* _Stated exercise_:
Rewrite the part of the listing that opens with the line containing "Would it be possible for you to locate the dark" and closes with the line containing "left=82, top=0, right=93, bottom=182", raising each coordinate in the given answers by 20. Keep everything else, including the sample reply-format coordinates, unchanged.

* _Records for the task_:
┄┄┄┄┄┄

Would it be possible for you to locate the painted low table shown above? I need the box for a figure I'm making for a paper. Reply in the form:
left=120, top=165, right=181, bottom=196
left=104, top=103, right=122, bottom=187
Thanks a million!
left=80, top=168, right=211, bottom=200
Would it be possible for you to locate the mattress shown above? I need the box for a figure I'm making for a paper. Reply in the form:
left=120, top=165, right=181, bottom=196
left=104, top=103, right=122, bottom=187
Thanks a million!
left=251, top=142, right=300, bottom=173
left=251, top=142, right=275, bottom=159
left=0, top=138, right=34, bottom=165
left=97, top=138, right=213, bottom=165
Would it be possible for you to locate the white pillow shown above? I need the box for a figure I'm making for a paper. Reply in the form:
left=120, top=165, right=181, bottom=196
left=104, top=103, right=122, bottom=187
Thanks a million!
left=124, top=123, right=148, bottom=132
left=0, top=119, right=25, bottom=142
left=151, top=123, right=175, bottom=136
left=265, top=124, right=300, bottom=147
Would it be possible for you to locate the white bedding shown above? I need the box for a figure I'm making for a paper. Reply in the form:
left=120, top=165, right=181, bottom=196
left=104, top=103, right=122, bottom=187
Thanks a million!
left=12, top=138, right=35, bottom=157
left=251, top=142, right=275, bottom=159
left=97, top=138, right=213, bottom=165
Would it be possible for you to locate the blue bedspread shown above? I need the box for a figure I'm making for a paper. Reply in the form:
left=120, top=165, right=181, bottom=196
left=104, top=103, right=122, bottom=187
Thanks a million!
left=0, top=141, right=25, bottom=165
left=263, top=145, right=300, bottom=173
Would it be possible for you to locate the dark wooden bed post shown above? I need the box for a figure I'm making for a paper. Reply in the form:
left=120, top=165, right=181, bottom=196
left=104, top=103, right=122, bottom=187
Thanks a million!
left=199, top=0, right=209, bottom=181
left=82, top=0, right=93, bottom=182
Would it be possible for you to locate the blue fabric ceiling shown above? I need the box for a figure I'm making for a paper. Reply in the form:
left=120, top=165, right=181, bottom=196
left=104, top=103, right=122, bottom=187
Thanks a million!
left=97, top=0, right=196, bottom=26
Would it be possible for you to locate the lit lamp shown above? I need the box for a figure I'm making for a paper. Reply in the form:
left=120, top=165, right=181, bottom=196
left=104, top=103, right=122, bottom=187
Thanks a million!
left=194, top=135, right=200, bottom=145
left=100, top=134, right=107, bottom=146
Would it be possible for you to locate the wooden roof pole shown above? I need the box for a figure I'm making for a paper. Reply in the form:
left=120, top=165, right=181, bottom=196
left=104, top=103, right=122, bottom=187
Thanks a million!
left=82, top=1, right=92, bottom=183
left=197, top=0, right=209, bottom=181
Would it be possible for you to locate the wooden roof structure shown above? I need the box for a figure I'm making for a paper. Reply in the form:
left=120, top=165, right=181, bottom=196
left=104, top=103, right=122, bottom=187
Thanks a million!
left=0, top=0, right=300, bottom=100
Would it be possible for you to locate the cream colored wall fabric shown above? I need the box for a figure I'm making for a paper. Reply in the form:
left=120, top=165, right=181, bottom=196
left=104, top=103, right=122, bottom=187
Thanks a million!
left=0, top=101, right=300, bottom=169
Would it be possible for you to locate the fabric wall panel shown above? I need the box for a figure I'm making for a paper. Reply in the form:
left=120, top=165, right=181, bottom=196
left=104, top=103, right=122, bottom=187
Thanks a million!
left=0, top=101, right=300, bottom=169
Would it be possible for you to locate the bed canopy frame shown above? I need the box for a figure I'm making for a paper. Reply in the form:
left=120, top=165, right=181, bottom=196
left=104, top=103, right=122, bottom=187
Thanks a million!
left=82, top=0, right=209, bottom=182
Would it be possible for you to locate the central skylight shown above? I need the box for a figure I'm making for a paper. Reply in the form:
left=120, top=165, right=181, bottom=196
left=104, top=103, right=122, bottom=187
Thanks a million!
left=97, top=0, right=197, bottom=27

┄┄┄┄┄┄

* _Written response_:
Would it be possible for you to locate the dark wooden bed post shown above? I need the box for a figure I'm making for a paper. Reply in the form:
left=120, top=165, right=181, bottom=196
left=104, top=103, right=122, bottom=187
Thanks a million!
left=219, top=20, right=229, bottom=201
left=102, top=20, right=113, bottom=202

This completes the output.